-- Activity --
One number is the whole answer: the tally of lines in the records below that contain "railing".

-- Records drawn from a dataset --
▶
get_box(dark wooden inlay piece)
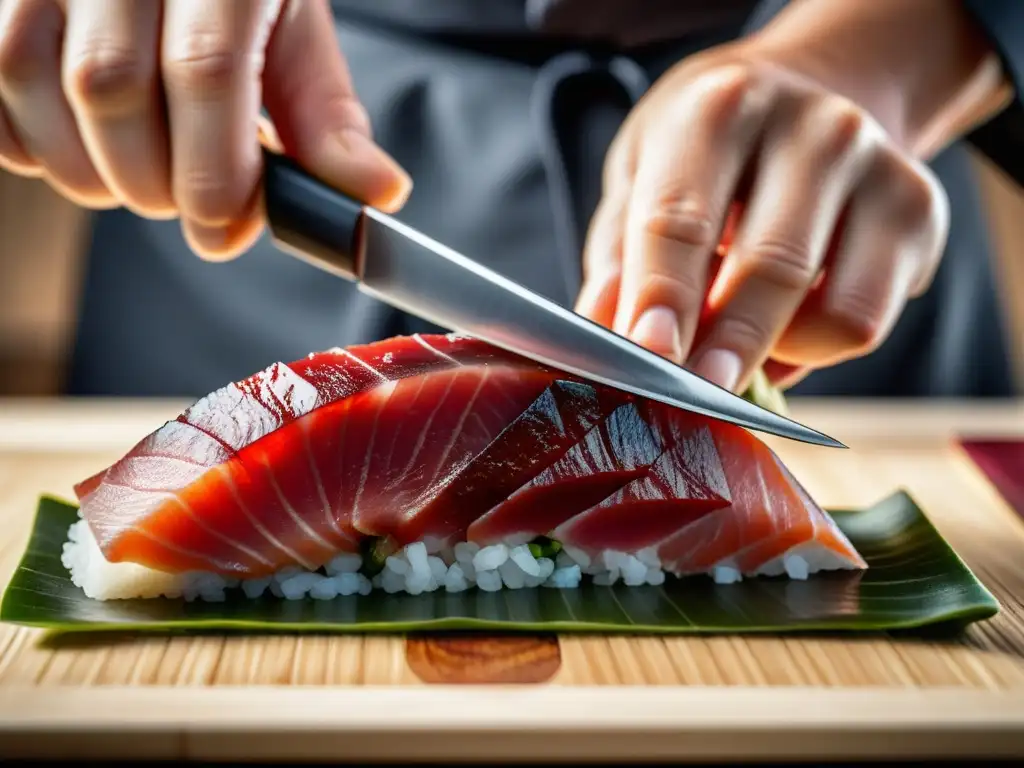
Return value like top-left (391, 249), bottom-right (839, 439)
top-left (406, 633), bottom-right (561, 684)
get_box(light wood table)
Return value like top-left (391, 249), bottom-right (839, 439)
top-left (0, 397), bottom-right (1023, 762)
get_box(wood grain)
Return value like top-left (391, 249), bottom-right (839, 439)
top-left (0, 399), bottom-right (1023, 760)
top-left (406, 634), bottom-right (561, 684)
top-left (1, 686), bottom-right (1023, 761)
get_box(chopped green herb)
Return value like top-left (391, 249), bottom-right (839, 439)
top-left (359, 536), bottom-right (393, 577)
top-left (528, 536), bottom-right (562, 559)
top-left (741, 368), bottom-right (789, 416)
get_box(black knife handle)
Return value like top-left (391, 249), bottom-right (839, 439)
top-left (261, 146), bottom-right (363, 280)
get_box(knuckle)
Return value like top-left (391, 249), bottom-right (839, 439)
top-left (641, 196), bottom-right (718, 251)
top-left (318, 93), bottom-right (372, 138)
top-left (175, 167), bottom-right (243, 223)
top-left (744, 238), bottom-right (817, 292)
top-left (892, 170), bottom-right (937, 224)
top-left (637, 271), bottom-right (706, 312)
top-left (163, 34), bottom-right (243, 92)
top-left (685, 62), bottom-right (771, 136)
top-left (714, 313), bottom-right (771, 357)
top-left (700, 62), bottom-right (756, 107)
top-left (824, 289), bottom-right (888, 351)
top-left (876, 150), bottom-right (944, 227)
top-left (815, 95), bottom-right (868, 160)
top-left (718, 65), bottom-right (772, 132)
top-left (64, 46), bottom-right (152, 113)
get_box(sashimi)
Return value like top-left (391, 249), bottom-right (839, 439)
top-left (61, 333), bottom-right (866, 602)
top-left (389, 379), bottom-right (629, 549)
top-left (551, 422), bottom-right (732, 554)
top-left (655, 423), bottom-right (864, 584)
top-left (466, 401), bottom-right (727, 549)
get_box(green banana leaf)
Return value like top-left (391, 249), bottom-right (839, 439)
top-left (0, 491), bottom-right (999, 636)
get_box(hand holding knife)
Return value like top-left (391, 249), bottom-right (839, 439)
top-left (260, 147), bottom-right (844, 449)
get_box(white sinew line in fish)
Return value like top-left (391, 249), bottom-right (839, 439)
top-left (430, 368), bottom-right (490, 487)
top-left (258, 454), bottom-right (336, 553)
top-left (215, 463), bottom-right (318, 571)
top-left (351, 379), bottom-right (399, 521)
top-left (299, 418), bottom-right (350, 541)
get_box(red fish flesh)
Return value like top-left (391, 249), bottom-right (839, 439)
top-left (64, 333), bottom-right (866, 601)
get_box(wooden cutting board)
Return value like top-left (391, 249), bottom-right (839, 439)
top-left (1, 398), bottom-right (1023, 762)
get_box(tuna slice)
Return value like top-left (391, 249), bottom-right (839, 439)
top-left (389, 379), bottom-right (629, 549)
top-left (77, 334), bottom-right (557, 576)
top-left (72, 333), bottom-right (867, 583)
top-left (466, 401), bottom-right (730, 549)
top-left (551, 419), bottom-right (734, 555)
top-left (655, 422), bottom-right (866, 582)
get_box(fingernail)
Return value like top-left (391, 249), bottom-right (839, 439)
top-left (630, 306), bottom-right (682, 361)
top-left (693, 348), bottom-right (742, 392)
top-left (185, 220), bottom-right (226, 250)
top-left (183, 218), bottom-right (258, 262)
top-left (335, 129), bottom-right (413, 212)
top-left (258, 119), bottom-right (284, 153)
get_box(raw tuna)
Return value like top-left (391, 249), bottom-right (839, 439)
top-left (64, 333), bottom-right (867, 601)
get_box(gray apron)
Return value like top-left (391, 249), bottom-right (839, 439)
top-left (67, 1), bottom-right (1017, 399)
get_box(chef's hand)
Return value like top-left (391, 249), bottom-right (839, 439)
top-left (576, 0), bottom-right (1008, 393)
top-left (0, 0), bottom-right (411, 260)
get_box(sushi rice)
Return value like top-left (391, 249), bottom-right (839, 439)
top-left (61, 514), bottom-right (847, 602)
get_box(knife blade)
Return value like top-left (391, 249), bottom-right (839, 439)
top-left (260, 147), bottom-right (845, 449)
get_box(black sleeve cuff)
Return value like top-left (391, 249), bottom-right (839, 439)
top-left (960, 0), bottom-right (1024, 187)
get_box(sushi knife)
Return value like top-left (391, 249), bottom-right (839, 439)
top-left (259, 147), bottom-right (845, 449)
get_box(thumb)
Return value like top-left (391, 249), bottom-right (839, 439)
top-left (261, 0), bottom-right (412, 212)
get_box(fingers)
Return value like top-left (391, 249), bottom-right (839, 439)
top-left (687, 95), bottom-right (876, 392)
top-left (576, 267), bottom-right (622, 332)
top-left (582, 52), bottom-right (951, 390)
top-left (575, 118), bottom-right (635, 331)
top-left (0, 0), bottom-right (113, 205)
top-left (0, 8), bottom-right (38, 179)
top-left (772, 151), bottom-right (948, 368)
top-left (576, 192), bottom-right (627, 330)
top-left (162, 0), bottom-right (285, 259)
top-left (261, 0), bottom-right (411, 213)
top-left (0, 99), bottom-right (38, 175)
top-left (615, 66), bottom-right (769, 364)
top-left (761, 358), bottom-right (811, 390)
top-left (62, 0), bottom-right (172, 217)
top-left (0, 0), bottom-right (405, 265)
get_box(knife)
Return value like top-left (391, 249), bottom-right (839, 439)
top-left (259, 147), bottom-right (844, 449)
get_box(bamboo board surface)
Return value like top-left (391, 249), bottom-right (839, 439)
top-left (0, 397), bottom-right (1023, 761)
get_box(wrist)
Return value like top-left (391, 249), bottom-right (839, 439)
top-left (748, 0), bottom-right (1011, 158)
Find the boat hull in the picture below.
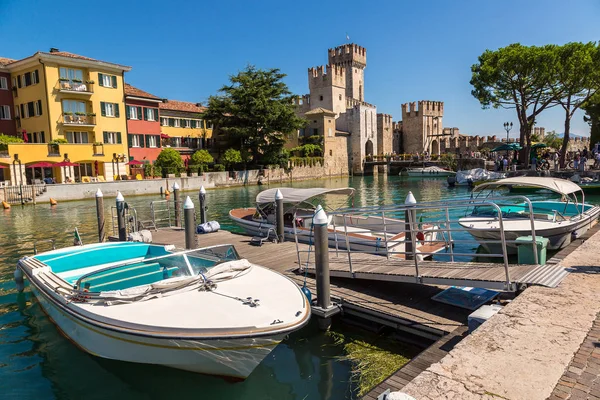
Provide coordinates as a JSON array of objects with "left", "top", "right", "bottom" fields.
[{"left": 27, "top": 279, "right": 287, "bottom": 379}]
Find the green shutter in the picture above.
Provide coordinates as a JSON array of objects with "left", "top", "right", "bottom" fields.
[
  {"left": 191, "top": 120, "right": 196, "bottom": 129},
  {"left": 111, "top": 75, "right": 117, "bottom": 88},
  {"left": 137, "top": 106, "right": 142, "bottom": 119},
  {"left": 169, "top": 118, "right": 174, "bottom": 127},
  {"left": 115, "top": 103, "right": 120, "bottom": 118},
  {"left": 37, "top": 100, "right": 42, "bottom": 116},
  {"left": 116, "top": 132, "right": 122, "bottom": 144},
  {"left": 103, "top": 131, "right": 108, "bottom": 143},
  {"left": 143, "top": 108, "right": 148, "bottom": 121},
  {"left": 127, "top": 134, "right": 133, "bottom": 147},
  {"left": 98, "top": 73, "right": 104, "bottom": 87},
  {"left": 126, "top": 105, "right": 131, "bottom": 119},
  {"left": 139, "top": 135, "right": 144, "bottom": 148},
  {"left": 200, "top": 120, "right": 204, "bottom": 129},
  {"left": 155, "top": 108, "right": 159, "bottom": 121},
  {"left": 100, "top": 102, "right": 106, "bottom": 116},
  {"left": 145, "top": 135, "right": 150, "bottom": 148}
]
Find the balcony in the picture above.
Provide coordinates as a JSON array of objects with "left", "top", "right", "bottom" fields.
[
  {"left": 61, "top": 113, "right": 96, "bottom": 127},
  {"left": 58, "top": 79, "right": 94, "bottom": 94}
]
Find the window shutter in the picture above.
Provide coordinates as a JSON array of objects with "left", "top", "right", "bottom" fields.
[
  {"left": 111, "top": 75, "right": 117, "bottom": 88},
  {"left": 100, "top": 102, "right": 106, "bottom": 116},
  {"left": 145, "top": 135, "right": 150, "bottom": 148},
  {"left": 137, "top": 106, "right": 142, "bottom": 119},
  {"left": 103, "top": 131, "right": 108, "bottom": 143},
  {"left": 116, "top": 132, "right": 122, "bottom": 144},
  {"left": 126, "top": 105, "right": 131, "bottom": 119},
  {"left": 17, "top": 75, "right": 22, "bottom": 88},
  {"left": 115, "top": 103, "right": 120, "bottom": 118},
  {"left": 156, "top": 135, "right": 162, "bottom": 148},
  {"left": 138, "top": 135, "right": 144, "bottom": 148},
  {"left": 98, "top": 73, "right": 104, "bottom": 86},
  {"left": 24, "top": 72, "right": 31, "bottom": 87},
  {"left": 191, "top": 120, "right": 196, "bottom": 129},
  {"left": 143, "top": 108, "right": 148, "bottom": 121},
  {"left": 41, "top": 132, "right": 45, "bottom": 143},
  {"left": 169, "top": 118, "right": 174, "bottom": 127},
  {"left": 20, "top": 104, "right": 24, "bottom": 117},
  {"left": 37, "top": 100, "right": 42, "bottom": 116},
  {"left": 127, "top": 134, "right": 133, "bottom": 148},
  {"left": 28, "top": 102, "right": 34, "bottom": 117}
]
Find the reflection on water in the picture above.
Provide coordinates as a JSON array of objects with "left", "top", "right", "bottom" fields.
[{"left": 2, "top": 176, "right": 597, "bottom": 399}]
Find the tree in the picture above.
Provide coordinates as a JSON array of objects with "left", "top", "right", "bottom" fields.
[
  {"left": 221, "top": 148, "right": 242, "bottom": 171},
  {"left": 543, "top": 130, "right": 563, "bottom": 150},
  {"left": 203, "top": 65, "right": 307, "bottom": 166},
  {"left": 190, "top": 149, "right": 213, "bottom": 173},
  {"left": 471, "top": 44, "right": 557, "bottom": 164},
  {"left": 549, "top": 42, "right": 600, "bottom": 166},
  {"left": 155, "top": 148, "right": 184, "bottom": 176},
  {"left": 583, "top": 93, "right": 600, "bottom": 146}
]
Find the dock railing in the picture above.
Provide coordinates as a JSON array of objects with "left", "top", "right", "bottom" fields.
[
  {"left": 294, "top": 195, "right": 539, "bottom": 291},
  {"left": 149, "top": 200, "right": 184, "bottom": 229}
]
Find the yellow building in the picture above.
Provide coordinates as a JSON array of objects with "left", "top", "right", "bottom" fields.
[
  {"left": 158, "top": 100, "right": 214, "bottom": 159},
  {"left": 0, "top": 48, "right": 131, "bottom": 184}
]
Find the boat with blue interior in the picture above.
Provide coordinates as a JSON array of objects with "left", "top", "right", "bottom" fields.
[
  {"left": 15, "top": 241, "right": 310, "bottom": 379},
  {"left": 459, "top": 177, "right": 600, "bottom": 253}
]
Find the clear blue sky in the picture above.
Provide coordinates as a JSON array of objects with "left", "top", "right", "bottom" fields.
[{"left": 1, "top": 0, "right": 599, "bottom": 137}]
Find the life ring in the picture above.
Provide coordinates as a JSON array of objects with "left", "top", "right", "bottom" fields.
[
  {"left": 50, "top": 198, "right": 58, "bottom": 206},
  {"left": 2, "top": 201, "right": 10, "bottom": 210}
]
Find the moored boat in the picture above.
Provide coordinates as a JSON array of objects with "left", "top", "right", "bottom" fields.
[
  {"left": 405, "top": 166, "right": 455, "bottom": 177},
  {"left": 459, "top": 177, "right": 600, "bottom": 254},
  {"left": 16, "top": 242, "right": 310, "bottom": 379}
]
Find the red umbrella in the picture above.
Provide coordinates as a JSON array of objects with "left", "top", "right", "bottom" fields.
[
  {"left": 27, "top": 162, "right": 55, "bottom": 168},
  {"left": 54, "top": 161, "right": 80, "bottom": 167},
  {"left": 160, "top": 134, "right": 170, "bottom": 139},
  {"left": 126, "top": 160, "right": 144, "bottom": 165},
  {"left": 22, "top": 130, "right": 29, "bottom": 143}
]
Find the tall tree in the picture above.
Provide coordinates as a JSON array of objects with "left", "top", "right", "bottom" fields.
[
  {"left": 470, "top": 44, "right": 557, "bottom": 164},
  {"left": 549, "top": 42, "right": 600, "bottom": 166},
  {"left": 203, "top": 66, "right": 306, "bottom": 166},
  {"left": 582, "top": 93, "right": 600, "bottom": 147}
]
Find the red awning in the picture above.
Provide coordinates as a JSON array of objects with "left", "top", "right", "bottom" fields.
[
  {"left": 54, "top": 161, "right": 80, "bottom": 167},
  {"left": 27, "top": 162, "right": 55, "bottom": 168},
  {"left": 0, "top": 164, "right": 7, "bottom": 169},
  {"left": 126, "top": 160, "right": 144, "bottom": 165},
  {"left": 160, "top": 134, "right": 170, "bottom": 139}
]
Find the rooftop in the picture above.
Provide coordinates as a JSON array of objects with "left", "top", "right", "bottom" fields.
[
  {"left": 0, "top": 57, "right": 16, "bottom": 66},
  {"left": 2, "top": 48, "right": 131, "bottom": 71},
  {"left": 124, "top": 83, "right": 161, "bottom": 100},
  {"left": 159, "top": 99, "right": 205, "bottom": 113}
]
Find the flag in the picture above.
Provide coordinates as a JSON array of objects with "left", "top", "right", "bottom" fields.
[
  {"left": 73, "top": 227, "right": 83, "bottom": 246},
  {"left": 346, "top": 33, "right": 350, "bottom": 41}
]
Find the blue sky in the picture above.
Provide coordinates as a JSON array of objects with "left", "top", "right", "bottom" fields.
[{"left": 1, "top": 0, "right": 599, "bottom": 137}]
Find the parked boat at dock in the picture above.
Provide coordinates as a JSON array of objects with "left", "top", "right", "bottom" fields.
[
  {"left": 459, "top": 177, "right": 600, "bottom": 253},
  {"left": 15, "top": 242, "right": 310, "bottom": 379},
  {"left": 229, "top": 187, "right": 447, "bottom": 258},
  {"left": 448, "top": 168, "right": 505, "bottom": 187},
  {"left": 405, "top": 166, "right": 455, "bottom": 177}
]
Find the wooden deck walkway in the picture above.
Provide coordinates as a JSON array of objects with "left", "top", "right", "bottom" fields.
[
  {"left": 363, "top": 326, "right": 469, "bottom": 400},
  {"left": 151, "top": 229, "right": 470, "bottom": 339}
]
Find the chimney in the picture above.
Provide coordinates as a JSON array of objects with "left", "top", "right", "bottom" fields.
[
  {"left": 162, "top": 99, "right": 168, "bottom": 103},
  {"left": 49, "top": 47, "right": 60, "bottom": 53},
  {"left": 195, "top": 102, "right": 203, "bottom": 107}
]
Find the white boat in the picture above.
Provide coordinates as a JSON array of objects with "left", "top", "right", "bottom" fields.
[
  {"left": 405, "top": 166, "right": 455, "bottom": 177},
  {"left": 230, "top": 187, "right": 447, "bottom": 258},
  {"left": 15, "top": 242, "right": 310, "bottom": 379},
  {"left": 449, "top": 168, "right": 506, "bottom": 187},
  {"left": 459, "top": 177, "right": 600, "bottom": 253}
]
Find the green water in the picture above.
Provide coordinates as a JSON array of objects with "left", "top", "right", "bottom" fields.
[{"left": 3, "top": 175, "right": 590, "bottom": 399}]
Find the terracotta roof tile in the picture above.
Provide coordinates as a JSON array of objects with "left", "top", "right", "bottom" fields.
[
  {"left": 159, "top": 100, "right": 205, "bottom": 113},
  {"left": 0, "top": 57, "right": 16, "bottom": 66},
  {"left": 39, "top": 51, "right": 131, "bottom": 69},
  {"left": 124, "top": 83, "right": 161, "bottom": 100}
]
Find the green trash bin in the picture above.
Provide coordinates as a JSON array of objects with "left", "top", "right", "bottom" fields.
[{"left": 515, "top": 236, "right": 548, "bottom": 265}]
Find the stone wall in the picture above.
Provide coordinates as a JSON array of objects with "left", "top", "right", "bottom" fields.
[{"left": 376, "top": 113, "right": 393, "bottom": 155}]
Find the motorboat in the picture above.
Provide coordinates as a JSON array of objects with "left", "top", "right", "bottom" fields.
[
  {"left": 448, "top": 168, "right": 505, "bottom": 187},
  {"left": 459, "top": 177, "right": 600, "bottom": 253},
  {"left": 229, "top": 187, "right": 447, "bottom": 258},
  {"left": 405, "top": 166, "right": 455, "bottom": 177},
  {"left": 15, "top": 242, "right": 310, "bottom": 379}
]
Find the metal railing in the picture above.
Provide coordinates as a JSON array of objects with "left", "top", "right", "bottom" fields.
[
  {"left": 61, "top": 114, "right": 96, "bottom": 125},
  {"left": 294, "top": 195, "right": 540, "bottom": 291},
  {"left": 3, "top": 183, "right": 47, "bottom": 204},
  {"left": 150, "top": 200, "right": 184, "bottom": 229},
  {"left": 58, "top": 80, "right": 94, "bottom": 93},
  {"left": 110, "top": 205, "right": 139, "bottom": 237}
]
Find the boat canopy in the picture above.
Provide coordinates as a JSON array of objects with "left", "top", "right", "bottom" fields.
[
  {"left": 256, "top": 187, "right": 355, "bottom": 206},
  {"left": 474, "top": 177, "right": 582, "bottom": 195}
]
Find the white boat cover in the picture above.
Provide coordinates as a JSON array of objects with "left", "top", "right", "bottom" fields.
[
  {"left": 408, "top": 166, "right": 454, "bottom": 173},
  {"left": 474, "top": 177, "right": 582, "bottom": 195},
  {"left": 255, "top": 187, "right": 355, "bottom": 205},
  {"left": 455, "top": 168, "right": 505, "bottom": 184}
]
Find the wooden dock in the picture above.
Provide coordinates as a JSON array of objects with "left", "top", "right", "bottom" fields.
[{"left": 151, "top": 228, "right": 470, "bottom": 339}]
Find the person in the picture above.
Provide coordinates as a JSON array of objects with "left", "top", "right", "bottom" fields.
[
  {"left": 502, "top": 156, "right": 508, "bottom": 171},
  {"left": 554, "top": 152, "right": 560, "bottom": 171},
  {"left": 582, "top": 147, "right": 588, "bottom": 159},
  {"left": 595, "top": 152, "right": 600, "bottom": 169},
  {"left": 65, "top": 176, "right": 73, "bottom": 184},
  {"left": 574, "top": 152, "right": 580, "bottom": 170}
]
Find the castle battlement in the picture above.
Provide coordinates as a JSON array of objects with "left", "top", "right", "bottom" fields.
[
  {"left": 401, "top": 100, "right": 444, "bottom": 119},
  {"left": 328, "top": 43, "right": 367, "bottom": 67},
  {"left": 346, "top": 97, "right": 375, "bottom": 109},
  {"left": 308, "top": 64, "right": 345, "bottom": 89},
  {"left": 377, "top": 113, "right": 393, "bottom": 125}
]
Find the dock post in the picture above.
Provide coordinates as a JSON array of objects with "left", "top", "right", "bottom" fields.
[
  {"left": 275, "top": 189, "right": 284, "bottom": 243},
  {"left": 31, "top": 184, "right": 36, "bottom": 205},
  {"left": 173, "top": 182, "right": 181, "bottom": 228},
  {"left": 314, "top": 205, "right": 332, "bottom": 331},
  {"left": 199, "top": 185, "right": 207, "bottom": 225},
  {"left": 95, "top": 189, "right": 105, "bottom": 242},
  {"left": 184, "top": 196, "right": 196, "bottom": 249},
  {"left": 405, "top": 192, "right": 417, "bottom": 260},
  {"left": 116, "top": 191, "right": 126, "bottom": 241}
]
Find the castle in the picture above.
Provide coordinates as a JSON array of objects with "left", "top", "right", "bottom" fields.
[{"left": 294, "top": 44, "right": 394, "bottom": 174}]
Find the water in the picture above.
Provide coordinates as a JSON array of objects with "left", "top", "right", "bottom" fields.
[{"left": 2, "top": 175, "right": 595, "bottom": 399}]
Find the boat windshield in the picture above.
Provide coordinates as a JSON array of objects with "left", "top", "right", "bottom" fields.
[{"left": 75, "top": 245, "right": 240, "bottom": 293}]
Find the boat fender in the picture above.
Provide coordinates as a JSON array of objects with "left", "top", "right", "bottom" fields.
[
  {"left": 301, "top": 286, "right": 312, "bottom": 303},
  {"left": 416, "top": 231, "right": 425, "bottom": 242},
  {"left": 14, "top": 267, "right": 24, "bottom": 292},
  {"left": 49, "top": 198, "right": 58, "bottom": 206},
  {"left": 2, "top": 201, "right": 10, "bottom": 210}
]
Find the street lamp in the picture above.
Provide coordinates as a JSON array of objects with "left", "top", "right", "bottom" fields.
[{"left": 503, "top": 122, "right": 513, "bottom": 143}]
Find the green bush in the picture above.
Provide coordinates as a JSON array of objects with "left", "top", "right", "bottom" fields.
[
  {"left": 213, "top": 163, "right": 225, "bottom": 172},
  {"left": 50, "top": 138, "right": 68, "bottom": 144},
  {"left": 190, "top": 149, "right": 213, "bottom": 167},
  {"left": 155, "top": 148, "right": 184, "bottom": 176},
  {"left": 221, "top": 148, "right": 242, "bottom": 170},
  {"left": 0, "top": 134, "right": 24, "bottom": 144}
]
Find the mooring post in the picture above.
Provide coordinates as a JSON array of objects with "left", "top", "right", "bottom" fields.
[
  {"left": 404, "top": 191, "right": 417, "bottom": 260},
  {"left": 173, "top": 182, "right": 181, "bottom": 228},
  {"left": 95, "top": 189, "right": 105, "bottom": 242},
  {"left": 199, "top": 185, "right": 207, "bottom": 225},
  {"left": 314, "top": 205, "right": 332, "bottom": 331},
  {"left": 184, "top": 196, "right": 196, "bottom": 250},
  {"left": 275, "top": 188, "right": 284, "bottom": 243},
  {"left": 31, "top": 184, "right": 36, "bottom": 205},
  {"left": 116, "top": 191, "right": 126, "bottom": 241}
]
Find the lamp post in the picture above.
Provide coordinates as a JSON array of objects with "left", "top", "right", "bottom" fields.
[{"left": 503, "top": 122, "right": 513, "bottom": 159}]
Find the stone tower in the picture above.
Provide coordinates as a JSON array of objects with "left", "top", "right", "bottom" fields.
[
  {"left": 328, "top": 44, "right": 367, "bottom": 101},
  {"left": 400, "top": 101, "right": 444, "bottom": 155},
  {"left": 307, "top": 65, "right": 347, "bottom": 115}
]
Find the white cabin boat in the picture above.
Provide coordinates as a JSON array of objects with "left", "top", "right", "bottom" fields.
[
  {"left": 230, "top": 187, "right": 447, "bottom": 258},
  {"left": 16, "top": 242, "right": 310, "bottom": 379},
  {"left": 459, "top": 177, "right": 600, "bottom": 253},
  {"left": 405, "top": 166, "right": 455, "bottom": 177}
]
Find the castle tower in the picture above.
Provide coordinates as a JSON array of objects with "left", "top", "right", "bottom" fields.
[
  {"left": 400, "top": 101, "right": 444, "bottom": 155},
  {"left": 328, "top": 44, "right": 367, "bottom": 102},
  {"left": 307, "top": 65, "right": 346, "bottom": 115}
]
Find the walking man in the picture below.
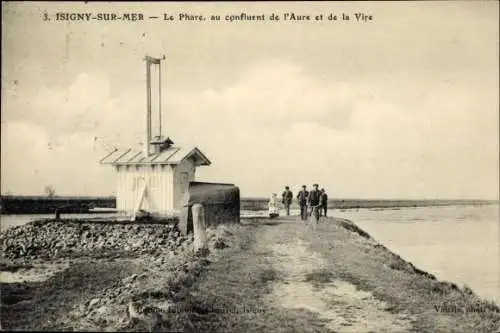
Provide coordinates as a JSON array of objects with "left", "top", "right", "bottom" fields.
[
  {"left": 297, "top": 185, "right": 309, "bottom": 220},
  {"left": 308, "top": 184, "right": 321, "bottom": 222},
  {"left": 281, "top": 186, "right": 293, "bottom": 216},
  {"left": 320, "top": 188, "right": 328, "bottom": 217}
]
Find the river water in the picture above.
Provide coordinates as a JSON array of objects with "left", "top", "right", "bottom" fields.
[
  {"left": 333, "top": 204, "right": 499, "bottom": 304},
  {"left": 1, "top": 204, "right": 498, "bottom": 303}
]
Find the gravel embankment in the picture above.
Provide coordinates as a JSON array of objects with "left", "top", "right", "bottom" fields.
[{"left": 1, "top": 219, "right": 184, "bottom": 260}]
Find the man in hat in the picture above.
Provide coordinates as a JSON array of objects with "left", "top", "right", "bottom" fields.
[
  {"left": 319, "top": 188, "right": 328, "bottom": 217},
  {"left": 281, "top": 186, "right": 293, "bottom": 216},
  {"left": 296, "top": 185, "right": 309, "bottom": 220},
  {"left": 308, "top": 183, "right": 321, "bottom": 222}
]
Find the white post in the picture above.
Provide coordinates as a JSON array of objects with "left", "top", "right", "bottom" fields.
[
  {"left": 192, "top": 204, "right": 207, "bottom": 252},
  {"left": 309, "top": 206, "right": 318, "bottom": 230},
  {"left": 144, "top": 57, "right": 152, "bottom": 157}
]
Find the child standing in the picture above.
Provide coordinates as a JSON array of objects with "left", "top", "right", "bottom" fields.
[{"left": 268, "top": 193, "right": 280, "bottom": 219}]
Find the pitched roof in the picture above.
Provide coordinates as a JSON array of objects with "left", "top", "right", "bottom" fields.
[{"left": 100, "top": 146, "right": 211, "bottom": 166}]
◀
-- Solved exercise --
2